>>>>>

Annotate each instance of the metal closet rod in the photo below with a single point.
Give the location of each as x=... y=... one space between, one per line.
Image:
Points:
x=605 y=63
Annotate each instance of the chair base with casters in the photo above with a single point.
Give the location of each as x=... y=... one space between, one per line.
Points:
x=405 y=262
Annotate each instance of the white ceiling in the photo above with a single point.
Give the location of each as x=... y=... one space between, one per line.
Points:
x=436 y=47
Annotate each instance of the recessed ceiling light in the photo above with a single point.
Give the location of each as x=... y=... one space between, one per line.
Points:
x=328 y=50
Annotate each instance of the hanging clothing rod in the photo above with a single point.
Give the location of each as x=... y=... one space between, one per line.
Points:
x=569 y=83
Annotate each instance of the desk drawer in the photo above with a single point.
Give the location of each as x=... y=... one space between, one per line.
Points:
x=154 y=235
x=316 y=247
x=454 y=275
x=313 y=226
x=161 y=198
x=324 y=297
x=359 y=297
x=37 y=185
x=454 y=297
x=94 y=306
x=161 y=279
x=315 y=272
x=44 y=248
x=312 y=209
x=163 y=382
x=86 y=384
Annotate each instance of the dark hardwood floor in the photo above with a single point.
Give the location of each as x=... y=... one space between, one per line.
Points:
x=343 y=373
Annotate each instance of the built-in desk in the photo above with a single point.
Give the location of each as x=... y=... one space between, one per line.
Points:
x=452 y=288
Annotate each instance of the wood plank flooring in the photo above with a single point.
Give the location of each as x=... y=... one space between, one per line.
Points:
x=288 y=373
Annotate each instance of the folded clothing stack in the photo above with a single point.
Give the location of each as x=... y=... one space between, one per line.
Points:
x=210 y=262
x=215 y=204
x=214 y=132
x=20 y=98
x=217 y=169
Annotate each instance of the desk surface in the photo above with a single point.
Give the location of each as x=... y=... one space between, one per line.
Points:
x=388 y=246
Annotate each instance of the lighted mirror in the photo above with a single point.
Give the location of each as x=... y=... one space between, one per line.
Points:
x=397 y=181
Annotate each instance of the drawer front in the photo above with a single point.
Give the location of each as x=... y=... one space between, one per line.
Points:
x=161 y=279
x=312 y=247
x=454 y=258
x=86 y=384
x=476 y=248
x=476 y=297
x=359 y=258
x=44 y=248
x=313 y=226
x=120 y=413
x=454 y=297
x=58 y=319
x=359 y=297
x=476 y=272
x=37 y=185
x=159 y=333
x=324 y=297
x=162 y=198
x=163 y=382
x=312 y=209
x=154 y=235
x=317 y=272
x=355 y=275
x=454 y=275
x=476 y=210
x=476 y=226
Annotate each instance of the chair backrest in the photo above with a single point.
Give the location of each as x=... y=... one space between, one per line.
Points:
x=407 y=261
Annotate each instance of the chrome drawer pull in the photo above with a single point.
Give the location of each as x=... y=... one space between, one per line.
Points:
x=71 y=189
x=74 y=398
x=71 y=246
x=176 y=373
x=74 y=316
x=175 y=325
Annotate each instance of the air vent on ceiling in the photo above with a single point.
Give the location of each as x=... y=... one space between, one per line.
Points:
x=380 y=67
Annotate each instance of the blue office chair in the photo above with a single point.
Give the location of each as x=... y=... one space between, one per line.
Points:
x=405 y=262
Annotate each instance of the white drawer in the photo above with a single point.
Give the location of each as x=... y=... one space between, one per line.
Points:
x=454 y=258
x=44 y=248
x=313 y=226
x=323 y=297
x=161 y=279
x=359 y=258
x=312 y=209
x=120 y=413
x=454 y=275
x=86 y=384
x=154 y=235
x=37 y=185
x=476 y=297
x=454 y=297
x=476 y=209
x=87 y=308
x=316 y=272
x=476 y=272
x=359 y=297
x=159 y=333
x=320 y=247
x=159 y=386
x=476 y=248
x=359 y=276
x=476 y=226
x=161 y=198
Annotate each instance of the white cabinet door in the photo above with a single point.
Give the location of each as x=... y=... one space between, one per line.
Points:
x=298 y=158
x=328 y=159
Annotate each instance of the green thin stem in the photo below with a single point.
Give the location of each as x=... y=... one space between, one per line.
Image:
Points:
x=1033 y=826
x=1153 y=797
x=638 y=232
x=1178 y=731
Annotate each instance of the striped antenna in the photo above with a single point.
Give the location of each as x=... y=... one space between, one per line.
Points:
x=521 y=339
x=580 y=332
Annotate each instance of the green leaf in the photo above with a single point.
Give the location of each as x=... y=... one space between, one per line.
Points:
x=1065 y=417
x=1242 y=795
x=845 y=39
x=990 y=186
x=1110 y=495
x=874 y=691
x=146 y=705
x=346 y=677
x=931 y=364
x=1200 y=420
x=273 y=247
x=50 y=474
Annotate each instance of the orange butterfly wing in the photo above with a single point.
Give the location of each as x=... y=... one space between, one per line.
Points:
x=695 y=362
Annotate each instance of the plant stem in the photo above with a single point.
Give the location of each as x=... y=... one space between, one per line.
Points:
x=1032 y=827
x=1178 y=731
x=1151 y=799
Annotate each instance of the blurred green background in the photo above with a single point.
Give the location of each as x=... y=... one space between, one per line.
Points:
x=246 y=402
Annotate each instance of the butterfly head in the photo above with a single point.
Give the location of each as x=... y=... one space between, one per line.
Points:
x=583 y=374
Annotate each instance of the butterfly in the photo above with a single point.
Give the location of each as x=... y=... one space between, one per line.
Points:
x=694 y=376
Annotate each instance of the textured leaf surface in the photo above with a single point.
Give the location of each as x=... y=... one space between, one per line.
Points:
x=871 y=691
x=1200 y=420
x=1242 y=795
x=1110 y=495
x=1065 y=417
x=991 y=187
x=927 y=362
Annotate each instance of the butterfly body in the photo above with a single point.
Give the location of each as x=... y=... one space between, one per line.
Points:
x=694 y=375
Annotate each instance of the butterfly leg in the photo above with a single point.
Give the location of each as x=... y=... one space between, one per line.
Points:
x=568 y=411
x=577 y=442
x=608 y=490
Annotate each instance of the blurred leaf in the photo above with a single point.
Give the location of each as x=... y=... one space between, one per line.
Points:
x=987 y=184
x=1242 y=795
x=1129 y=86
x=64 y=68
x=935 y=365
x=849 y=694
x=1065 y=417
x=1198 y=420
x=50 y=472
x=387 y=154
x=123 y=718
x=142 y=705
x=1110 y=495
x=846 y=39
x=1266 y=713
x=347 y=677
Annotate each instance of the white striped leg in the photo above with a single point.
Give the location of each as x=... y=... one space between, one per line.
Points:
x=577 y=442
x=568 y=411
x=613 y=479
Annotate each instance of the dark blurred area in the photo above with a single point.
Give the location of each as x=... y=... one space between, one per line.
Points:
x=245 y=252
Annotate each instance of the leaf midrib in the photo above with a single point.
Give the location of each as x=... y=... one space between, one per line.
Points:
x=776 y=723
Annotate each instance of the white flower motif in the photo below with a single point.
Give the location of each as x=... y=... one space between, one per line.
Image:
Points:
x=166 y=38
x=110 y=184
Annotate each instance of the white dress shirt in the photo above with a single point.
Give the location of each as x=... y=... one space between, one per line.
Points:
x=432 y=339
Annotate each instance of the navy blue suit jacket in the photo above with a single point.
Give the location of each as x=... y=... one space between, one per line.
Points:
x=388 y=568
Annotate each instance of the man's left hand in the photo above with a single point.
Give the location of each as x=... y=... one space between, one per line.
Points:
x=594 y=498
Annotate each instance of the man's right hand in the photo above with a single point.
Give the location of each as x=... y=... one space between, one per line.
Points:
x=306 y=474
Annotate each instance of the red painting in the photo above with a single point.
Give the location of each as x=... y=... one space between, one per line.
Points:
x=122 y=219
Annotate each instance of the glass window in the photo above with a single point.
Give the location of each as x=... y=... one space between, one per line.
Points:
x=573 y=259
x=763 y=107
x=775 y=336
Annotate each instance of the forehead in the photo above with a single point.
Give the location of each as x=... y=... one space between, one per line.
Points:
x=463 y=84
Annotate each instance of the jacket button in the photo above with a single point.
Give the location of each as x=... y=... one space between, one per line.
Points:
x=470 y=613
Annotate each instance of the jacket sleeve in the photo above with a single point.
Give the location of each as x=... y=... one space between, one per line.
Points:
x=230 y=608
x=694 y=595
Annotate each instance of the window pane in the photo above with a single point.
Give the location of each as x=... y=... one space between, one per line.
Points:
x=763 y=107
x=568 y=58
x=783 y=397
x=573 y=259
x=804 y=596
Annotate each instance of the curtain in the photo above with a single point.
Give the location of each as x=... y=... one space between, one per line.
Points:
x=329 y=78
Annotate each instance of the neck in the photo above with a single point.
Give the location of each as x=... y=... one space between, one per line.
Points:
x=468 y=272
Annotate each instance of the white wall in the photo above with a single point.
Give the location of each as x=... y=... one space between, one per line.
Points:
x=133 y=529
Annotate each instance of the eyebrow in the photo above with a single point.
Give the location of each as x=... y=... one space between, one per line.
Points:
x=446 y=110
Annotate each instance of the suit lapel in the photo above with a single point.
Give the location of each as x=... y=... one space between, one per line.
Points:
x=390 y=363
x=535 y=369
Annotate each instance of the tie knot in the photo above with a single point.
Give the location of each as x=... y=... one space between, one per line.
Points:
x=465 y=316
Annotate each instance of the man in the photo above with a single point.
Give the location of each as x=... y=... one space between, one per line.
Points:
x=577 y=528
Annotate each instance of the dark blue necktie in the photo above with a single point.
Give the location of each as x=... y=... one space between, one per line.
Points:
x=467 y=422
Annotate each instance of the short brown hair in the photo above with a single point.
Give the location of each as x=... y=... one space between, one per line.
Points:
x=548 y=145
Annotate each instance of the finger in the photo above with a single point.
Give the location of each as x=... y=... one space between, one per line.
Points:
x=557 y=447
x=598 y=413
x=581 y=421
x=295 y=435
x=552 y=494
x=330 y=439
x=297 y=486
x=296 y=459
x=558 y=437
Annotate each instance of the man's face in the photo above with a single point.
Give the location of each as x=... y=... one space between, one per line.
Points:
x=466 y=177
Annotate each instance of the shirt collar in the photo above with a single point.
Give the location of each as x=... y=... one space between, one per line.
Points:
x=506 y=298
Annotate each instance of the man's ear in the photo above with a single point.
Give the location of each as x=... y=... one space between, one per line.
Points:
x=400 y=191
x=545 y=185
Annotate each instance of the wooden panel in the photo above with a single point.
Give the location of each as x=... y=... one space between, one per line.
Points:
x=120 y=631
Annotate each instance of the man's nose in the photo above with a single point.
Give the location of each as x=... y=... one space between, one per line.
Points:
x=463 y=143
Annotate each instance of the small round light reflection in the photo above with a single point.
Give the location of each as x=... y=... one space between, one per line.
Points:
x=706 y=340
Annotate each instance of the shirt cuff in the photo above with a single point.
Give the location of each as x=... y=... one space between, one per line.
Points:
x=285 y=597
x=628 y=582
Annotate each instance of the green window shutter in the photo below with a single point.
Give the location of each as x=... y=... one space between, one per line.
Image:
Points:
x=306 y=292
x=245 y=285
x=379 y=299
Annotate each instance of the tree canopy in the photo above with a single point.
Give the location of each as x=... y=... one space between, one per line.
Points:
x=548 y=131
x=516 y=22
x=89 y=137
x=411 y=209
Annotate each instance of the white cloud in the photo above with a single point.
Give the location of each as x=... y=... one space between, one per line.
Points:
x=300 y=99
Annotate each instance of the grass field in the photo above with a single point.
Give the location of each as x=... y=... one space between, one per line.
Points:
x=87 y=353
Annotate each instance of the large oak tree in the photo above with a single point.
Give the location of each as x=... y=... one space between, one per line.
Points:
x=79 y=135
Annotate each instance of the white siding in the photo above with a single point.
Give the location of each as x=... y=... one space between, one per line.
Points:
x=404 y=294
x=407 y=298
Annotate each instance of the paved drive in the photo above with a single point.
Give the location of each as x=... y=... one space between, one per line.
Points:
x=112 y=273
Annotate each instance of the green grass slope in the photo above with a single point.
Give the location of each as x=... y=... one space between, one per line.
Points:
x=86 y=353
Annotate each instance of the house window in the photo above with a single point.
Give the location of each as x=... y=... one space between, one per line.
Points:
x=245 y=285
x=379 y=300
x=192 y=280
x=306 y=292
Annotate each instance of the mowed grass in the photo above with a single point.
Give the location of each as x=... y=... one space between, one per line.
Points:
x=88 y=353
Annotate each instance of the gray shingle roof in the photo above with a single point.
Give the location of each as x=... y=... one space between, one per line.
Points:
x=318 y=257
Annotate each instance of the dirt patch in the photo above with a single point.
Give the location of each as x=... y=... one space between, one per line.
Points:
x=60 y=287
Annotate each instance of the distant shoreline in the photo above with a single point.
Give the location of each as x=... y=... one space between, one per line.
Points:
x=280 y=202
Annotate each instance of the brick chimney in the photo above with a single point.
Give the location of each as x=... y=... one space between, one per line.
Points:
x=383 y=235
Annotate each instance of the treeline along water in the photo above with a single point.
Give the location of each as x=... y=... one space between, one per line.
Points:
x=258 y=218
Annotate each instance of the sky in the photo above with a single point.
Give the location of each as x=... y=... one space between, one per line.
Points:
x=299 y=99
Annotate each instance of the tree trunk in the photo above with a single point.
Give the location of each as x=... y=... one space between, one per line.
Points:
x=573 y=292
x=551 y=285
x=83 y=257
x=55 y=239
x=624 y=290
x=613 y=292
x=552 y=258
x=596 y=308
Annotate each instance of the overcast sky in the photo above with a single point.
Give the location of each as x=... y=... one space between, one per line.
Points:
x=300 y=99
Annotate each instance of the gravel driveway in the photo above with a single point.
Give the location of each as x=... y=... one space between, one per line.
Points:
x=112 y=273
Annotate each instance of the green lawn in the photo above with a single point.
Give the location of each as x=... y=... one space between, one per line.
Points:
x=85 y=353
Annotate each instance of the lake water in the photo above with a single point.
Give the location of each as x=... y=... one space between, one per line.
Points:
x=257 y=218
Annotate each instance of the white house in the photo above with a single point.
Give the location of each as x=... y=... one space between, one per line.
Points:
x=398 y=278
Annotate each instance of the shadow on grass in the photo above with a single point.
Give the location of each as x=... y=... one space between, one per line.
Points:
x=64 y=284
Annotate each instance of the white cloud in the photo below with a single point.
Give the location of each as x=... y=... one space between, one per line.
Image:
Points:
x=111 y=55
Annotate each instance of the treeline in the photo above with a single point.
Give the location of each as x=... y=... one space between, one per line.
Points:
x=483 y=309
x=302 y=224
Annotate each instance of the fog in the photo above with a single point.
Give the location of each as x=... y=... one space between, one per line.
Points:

<<<<<

## Do this
Reproduce the material verbatim from the line with "Annotate each instance of the blurred green" to the line with "x=776 y=723", both included.

## Correct result
Annotate each instance of the blurred green background in the photo above with a single point.
Give the location of each as x=... y=... one space between, one per line.
Points:
x=246 y=402
Annotate each instance of the butterfly head in the photo above with a single point.
Give the location of each as x=... y=... one space between, one per line.
Points:
x=583 y=374
Annotate each instance of the butterfly in the photo above with a single point.
Give the location of each as x=... y=... one space between, one per line.
Points:
x=694 y=376
Annotate each instance of the textured leaf surface in the photo above with a single point.
Give the location of each as x=... y=... one space between, one per line.
Points:
x=871 y=691
x=1200 y=420
x=1242 y=795
x=1110 y=495
x=1065 y=417
x=991 y=187
x=927 y=362
Annotate each instance of the butterfly body in the photo above with a single point.
Give the location of each as x=... y=... one space between, one per line.
Points:
x=694 y=375
Annotate each instance of the butterfly leg in the photo above with a single point.
Give the location of each as x=... y=... one space between, one per line.
Points:
x=568 y=411
x=577 y=442
x=608 y=490
Annotate each instance of the blurred leaf in the photo above with a single point.
Give the location of each as x=... y=... one space between, one per line.
Points:
x=987 y=184
x=1242 y=795
x=1129 y=86
x=64 y=68
x=935 y=365
x=849 y=694
x=1065 y=417
x=1198 y=420
x=50 y=472
x=387 y=154
x=123 y=718
x=142 y=705
x=1110 y=495
x=846 y=39
x=1266 y=713
x=347 y=677
Annotate each instance of the white striped leg in the photo above with a single point.
Give the location of each as x=... y=... one space between, one per line.
Points:
x=577 y=442
x=568 y=411
x=613 y=479
Annotate each instance of the dark blurred area in the photo above with a single point.
Give the location of each as x=... y=... one space between, one per line.
Points:
x=245 y=252
Annotate each instance of the leaf midrib in the photo above with a single point.
Give the location of each as x=... y=... one space between, one per line.
Points:
x=776 y=723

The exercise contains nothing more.